The copy should hold only the line containing "the flowering shrub." and the lines after it through the end of the material, each exact, with no pictures.
[RECORD EXTRACTS]
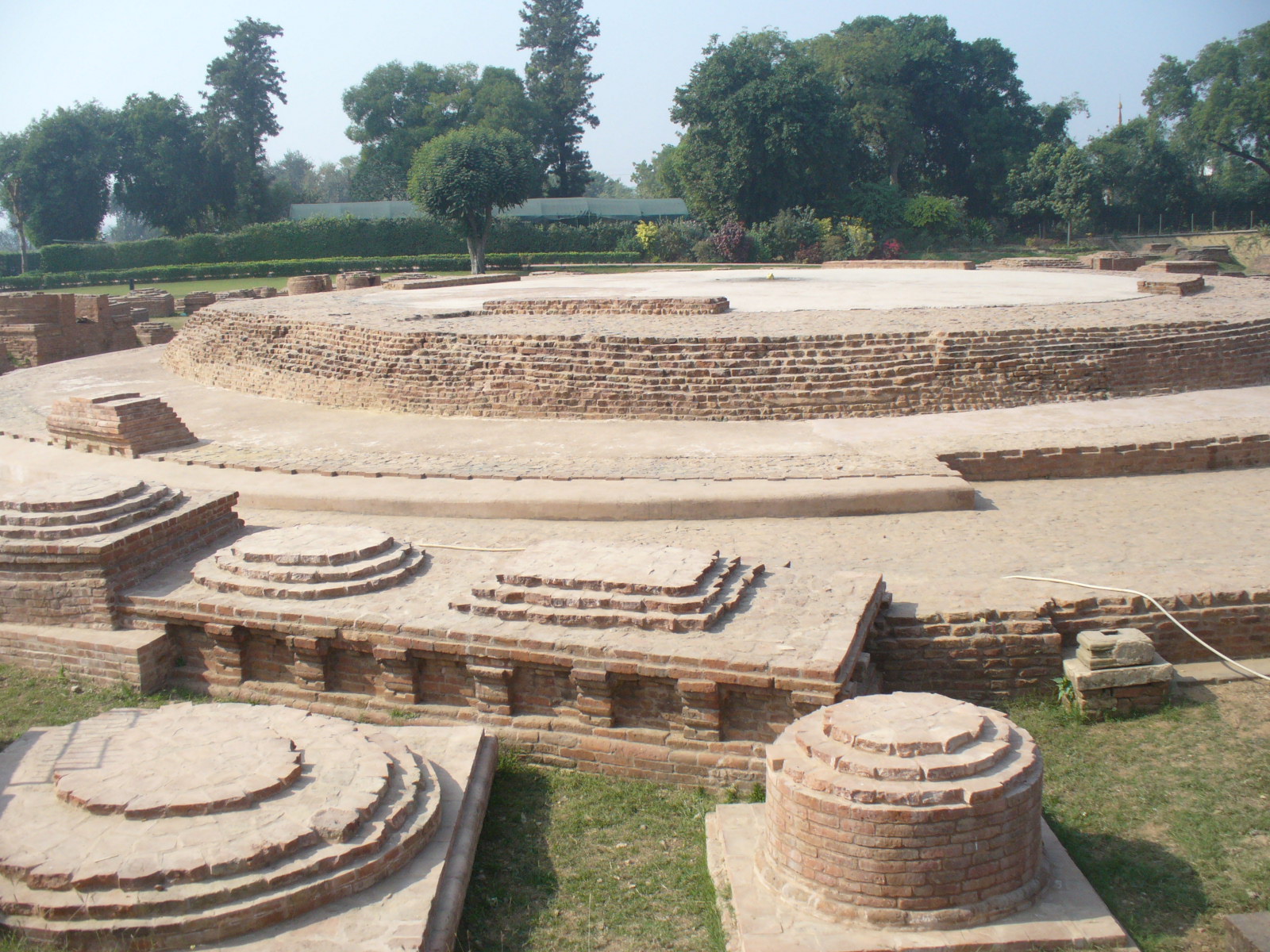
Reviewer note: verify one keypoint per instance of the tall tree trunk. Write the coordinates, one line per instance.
(476, 251)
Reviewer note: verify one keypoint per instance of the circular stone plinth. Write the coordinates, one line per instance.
(311, 545)
(810, 344)
(906, 810)
(310, 562)
(175, 763)
(69, 494)
(336, 808)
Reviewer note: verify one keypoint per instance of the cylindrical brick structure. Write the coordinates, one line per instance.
(906, 810)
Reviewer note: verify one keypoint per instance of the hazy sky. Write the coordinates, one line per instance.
(61, 51)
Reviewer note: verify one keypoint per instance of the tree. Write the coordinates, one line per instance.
(1141, 173)
(559, 82)
(12, 196)
(395, 109)
(762, 131)
(935, 112)
(467, 175)
(1221, 101)
(603, 187)
(163, 171)
(660, 177)
(239, 112)
(64, 171)
(1057, 182)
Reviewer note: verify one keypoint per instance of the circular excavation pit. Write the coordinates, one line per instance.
(192, 824)
(810, 344)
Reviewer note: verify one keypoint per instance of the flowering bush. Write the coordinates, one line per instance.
(732, 241)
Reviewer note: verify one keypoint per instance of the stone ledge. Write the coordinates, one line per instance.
(901, 263)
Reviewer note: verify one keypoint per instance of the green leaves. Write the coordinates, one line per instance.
(467, 175)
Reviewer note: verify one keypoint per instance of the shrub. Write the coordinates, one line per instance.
(733, 243)
(935, 213)
(833, 248)
(336, 238)
(706, 253)
(783, 236)
(859, 239)
(675, 240)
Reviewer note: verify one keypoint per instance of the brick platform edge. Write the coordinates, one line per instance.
(990, 655)
(778, 378)
(1119, 460)
(902, 263)
(140, 658)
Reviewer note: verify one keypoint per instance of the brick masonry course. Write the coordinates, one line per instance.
(398, 361)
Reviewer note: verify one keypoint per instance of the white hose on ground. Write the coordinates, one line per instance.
(1168, 615)
(467, 549)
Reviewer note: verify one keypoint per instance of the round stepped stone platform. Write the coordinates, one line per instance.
(197, 823)
(906, 810)
(310, 562)
(80, 505)
(660, 588)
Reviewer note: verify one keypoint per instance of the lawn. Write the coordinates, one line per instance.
(1168, 816)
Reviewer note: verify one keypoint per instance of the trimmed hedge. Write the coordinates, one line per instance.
(334, 238)
(304, 266)
(10, 262)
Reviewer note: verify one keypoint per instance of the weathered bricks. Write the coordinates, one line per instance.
(770, 378)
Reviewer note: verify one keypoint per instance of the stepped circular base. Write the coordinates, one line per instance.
(80, 505)
(903, 810)
(196, 823)
(310, 562)
(812, 344)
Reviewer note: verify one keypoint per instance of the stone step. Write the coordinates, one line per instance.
(69, 494)
(94, 522)
(313, 574)
(708, 590)
(730, 593)
(207, 573)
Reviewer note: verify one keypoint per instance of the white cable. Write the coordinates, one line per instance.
(468, 549)
(1168, 613)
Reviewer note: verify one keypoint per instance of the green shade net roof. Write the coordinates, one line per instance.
(537, 209)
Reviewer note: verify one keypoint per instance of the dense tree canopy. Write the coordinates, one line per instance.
(764, 131)
(1221, 101)
(163, 171)
(467, 175)
(395, 109)
(935, 112)
(559, 82)
(239, 112)
(65, 167)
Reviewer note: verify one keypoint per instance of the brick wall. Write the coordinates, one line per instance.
(1118, 460)
(988, 655)
(746, 378)
(42, 329)
(140, 658)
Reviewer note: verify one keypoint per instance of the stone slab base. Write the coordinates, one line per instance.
(1249, 932)
(1067, 916)
(419, 907)
(902, 263)
(140, 658)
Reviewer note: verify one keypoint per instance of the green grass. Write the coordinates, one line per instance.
(575, 862)
(179, 289)
(1168, 816)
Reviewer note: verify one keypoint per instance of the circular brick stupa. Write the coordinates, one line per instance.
(190, 824)
(903, 810)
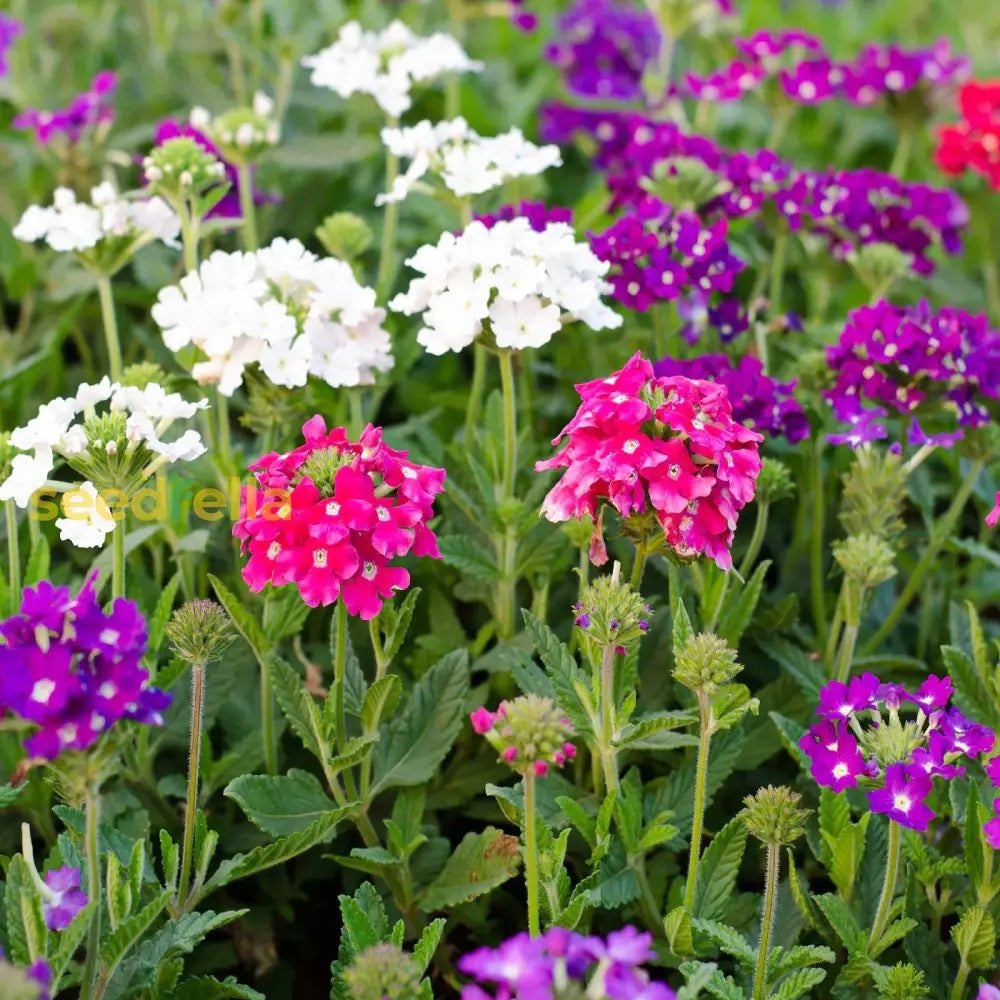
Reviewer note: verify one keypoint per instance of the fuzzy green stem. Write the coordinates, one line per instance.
(700, 791)
(756, 539)
(110, 327)
(888, 886)
(194, 763)
(92, 851)
(248, 211)
(767, 919)
(118, 566)
(608, 755)
(531, 854)
(13, 555)
(939, 535)
(816, 555)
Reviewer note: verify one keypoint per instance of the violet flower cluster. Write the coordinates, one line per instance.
(910, 359)
(759, 402)
(74, 670)
(897, 758)
(527, 968)
(87, 111)
(657, 255)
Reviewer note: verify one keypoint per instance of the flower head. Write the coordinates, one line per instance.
(665, 445)
(73, 670)
(332, 515)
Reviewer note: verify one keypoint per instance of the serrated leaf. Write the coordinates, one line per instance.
(280, 805)
(481, 862)
(418, 739)
(717, 870)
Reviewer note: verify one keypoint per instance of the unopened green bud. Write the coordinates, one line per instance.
(344, 235)
(200, 632)
(181, 170)
(705, 662)
(383, 972)
(773, 816)
(774, 482)
(880, 266)
(900, 982)
(866, 559)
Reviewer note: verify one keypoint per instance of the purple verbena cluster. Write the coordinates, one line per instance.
(896, 758)
(758, 401)
(85, 112)
(527, 968)
(73, 669)
(903, 359)
(657, 255)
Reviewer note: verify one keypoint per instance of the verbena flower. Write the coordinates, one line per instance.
(333, 515)
(86, 113)
(69, 224)
(544, 967)
(282, 308)
(386, 64)
(118, 448)
(896, 758)
(910, 359)
(973, 143)
(529, 733)
(758, 401)
(519, 284)
(668, 445)
(74, 670)
(466, 162)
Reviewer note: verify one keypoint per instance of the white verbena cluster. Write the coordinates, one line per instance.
(386, 64)
(524, 284)
(283, 308)
(69, 224)
(466, 162)
(125, 452)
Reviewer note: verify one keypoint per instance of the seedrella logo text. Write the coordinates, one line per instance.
(166, 501)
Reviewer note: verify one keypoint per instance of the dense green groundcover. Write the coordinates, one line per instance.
(342, 796)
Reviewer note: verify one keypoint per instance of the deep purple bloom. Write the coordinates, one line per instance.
(73, 669)
(902, 798)
(85, 112)
(65, 900)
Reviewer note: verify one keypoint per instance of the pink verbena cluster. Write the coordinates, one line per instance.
(332, 515)
(897, 757)
(666, 444)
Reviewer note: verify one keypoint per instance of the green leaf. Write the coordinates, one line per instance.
(279, 805)
(737, 615)
(418, 739)
(380, 700)
(244, 621)
(718, 869)
(269, 855)
(975, 937)
(467, 555)
(481, 862)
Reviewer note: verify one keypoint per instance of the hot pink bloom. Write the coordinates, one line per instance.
(668, 444)
(331, 515)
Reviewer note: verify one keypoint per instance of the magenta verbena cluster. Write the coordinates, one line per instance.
(863, 737)
(912, 360)
(73, 669)
(534, 968)
(758, 401)
(658, 255)
(85, 112)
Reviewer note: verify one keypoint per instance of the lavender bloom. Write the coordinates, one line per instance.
(85, 112)
(73, 669)
(65, 900)
(10, 31)
(758, 401)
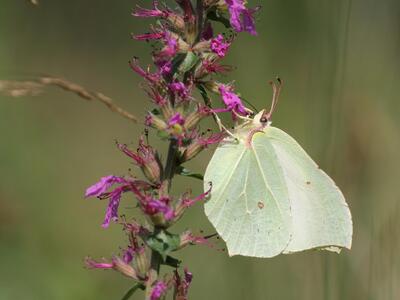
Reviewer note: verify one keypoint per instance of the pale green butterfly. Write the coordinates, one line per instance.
(269, 197)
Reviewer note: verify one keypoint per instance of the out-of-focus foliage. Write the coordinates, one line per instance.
(340, 61)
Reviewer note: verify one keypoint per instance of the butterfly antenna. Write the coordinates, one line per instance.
(276, 91)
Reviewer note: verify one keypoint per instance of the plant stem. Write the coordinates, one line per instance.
(169, 172)
(172, 162)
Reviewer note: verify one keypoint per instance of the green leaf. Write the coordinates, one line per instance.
(189, 62)
(214, 16)
(204, 94)
(185, 172)
(172, 262)
(132, 291)
(163, 242)
(156, 111)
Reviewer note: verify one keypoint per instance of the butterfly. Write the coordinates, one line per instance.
(269, 197)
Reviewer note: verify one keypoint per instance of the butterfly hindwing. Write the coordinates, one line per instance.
(248, 206)
(269, 197)
(320, 215)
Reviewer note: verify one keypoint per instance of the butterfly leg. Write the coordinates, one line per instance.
(222, 127)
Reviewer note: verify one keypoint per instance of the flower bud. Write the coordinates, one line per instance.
(141, 261)
(212, 86)
(194, 118)
(124, 268)
(155, 122)
(176, 21)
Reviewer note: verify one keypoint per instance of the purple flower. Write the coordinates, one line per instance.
(146, 158)
(232, 101)
(154, 206)
(128, 255)
(152, 78)
(164, 67)
(149, 36)
(100, 189)
(182, 284)
(102, 186)
(171, 46)
(208, 32)
(214, 67)
(176, 119)
(116, 263)
(158, 290)
(219, 46)
(241, 17)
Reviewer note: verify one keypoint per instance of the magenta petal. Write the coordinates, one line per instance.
(102, 186)
(158, 290)
(112, 209)
(176, 119)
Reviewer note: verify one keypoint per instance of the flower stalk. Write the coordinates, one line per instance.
(188, 58)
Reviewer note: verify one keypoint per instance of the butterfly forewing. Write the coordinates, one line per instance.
(320, 215)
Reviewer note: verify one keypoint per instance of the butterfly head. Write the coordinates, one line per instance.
(263, 118)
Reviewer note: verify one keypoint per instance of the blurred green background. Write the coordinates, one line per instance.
(341, 64)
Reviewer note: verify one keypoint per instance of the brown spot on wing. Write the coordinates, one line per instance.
(260, 205)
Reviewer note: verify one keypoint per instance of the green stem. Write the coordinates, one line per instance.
(169, 172)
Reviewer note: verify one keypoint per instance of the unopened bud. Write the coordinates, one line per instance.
(194, 118)
(176, 21)
(154, 121)
(212, 86)
(124, 268)
(142, 261)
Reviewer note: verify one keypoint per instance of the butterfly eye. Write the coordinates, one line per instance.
(264, 119)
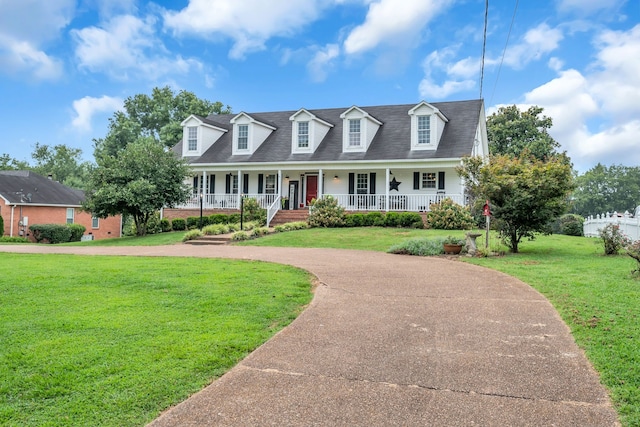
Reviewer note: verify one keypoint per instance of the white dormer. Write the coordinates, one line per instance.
(248, 134)
(198, 135)
(307, 131)
(427, 125)
(358, 130)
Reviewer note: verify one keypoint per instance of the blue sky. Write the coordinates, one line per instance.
(67, 65)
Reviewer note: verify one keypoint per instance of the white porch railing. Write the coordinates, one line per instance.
(227, 201)
(629, 225)
(396, 202)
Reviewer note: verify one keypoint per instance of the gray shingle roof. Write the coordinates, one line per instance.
(16, 186)
(392, 141)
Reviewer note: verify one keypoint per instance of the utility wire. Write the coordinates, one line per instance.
(484, 44)
(513, 18)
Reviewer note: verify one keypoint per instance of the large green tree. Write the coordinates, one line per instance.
(607, 189)
(512, 132)
(138, 181)
(63, 163)
(157, 116)
(525, 194)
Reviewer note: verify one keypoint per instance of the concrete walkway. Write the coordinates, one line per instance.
(395, 340)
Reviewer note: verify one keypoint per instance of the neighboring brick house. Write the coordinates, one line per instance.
(27, 198)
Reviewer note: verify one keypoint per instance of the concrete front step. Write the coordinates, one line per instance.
(220, 239)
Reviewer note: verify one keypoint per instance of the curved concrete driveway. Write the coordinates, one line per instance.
(397, 340)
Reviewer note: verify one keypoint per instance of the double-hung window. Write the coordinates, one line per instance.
(424, 129)
(354, 132)
(243, 137)
(428, 180)
(70, 215)
(192, 138)
(303, 134)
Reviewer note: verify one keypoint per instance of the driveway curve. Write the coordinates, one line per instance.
(393, 340)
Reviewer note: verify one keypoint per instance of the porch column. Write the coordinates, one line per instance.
(240, 187)
(205, 186)
(386, 190)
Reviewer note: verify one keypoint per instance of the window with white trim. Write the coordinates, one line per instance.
(303, 134)
(428, 180)
(354, 132)
(362, 183)
(243, 137)
(192, 138)
(424, 129)
(270, 184)
(70, 215)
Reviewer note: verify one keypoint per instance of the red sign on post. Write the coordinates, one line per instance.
(485, 210)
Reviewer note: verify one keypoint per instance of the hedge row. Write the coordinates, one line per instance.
(57, 233)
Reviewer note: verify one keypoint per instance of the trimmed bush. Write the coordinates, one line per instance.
(52, 233)
(326, 213)
(420, 247)
(448, 215)
(165, 225)
(178, 224)
(392, 219)
(77, 231)
(192, 235)
(374, 219)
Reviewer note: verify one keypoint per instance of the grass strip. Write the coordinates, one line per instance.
(112, 341)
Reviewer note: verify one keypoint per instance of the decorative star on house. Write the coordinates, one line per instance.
(393, 184)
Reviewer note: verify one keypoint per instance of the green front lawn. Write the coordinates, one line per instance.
(115, 340)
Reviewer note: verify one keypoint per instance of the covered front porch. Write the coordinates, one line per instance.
(369, 188)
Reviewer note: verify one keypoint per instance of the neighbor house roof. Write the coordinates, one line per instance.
(26, 187)
(391, 142)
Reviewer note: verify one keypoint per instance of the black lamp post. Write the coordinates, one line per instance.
(201, 198)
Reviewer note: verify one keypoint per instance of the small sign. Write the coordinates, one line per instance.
(486, 211)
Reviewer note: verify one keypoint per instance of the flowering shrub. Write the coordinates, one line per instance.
(612, 239)
(448, 215)
(326, 213)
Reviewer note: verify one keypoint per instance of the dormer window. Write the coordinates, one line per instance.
(424, 129)
(192, 138)
(354, 133)
(243, 137)
(303, 134)
(427, 126)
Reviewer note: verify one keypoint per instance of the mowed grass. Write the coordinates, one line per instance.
(595, 294)
(112, 341)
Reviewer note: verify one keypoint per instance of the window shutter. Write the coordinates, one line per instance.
(440, 180)
(260, 183)
(245, 183)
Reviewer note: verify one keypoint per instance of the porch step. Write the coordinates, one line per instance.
(284, 216)
(220, 239)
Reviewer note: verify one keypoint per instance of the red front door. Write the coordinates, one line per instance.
(312, 188)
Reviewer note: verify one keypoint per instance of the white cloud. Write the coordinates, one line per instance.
(24, 27)
(127, 44)
(85, 108)
(392, 21)
(536, 42)
(249, 23)
(595, 114)
(322, 61)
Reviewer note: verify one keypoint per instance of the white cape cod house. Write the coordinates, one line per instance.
(378, 158)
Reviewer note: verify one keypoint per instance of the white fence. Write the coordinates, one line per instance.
(629, 225)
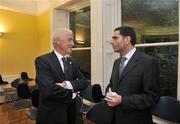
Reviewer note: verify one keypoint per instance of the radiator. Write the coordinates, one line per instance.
(10, 78)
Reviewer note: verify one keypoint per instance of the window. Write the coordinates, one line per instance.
(80, 25)
(156, 23)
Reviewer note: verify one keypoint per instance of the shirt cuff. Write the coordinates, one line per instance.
(68, 85)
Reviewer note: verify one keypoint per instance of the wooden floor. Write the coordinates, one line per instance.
(8, 115)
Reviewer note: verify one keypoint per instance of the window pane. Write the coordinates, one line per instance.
[/RECORD EXTRACTS]
= RESPONSE TO THE EXERCISE =
Reviewer note: verify one keypoint per instance of the flowering shrub. Write the coordinates, one line per instance.
(612, 239)
(448, 215)
(326, 213)
Reviewer note: verify one keypoint per instance of the dormer window. Write the coordinates, one line per instance.
(424, 129)
(192, 138)
(354, 133)
(243, 137)
(303, 134)
(427, 126)
Reviewer note: verify one keypoint per instance of the mowed grass. Write the coordinates, one line per instance.
(595, 294)
(112, 341)
Reviewer note: verify one keypoint per instance of the window shutter. Write the coordinates, one line per instance.
(440, 180)
(260, 183)
(245, 183)
Reviewer note: verify one keypoint per instance of the porch step. Write the coordinates, one line per instance.
(284, 216)
(220, 239)
Reviewer note: verify one keypoint per instance of the red front door. Write the coordinates, one line per instance.
(312, 188)
Reviewer note: verify one keypoint per instance of the white cloud. Write the coordinates, one line per instance.
(24, 27)
(127, 44)
(85, 108)
(392, 21)
(536, 42)
(249, 23)
(595, 114)
(322, 61)
Reviewer note: verify one keypoint per instance of the white cape cod house. Write the coordinates, one line per instance.
(378, 158)
Reviewer note: verify one keypoint per instance of the white fence. Write the coordinates, one line per instance.
(629, 225)
Reviewer note: verify one keypoint per instance of the radiator. Write the coordinates, one line per instance.
(10, 78)
Reviewer note: verify one keypoint per instance of the window. Write the coordinates, one line per instance.
(80, 25)
(156, 23)
Reviewer note: verify one keypoint per instance of the shirt cuff. Write the coordinates, one line per instance.
(68, 85)
Reviewer note: verify one keypoint per instance of the wooden floor. Write the coordinates, one line per instance.
(8, 115)
Reviewer note: verify one keypoint per instance of the window pane. Write the coordinates, one line per instance.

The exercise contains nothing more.